**Task item**
What you return should be the lines of the data containing "green", each in full.

Collected data:

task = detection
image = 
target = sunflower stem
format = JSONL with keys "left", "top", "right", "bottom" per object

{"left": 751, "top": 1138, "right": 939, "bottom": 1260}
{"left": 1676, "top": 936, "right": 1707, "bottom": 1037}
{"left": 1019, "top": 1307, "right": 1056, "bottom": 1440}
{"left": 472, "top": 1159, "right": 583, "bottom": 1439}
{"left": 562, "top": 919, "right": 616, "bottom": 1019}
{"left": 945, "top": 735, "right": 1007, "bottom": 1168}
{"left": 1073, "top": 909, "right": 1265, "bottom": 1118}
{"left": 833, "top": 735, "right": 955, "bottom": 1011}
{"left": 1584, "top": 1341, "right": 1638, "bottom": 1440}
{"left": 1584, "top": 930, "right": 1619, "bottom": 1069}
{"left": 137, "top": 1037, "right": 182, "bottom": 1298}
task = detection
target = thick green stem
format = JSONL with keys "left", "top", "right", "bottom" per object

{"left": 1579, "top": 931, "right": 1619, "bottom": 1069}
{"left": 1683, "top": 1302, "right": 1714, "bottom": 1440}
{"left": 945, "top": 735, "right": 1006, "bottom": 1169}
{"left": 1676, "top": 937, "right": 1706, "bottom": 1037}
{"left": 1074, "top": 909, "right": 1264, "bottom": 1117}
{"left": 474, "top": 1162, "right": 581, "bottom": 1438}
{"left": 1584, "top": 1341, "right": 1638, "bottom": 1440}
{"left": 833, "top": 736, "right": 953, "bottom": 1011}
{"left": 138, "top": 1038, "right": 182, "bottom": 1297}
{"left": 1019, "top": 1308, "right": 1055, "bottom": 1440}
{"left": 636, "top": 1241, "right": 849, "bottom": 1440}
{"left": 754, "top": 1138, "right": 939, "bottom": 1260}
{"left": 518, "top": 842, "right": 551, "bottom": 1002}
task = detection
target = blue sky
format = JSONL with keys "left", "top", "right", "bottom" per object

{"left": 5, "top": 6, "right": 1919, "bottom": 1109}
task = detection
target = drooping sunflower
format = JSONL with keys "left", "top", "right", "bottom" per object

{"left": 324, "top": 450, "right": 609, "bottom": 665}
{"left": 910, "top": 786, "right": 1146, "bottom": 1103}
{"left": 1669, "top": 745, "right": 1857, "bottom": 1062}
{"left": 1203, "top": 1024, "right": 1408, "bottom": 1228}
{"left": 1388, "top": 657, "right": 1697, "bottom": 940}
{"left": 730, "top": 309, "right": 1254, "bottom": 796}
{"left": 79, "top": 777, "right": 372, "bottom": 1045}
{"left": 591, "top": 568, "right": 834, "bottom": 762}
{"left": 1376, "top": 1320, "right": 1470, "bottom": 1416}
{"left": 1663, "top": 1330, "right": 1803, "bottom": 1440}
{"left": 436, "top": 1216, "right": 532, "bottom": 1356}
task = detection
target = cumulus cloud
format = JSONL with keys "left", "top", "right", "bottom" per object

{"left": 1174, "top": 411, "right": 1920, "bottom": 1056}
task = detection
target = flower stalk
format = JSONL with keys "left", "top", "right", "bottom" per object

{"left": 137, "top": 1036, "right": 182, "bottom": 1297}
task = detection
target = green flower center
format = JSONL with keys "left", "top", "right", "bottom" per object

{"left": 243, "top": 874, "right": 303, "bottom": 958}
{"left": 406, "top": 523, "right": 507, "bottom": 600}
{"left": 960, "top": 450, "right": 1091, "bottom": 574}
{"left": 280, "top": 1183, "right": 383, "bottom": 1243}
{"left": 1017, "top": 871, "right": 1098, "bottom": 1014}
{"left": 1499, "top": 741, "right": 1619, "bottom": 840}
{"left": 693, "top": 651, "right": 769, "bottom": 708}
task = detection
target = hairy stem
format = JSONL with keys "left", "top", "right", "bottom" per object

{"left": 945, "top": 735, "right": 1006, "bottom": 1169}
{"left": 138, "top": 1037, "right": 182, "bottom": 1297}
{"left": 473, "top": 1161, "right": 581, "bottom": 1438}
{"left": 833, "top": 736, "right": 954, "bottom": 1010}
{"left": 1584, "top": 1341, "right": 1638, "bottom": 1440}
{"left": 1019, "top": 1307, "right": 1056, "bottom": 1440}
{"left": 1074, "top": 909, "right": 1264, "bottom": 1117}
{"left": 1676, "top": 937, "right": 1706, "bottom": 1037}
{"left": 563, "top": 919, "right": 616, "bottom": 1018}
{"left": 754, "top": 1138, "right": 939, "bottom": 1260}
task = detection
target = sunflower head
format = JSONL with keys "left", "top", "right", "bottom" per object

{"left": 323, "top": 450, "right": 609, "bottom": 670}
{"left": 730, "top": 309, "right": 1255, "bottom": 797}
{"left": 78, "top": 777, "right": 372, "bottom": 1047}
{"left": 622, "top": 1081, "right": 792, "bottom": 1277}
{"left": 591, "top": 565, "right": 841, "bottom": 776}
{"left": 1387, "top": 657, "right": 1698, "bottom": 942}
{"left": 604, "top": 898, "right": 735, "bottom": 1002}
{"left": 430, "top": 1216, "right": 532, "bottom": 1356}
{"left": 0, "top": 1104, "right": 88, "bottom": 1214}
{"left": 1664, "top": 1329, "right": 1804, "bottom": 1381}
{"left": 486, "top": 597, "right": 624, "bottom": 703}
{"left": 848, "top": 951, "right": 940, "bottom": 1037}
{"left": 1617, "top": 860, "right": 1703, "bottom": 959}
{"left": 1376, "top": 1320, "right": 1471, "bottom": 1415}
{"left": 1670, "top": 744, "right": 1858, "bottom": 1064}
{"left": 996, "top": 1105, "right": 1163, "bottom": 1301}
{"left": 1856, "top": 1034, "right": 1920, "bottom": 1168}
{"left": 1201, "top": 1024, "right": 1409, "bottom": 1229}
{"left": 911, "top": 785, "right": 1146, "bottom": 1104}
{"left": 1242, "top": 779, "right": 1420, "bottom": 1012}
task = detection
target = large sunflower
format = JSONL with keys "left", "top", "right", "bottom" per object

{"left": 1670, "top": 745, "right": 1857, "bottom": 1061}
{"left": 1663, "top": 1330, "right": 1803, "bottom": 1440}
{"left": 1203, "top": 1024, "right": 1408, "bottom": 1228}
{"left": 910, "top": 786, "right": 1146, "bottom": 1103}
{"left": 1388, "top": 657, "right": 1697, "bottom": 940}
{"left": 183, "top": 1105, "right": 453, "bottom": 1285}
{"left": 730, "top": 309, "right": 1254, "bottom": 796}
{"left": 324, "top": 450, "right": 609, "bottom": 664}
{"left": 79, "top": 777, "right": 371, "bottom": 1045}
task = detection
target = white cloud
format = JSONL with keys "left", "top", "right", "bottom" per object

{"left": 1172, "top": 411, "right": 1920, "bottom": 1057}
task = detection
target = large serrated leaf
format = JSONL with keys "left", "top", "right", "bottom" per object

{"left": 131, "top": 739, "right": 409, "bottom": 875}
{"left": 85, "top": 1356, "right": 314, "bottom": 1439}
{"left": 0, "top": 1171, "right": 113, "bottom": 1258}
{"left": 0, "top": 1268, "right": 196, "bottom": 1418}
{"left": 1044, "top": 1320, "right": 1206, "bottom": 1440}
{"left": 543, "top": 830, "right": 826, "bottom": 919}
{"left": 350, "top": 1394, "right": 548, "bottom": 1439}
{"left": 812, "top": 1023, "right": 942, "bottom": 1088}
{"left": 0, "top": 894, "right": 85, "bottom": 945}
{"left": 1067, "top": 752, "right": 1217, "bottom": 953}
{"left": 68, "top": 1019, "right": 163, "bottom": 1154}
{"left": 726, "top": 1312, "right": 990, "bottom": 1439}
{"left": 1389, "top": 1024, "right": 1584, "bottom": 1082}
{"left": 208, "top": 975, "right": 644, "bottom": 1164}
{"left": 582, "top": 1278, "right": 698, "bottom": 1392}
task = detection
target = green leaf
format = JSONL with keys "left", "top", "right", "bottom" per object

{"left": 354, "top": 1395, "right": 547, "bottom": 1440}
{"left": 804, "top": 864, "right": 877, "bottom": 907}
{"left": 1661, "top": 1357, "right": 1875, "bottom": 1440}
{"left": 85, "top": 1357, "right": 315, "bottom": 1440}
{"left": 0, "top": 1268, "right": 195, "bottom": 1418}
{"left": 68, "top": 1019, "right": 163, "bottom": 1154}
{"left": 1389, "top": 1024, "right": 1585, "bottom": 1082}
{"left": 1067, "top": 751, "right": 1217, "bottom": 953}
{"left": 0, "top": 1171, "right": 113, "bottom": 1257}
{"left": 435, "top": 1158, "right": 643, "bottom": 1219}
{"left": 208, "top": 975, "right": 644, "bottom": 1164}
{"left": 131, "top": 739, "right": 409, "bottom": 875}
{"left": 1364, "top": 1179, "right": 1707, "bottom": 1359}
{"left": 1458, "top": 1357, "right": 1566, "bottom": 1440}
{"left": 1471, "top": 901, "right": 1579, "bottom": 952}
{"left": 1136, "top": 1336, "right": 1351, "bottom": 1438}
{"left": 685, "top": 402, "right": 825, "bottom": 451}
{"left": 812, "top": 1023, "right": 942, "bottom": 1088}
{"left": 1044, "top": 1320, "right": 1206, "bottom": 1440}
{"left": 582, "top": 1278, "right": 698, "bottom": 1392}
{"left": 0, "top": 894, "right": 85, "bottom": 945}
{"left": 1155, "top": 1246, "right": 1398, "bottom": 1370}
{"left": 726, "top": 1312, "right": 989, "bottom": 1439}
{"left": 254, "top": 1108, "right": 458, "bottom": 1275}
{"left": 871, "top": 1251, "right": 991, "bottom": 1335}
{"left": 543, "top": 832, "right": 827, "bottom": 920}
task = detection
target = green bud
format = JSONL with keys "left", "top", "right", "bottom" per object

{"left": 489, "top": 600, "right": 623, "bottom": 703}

**Your response**
target = thick green stem
target = green flower center
target = green leaf
target = green bud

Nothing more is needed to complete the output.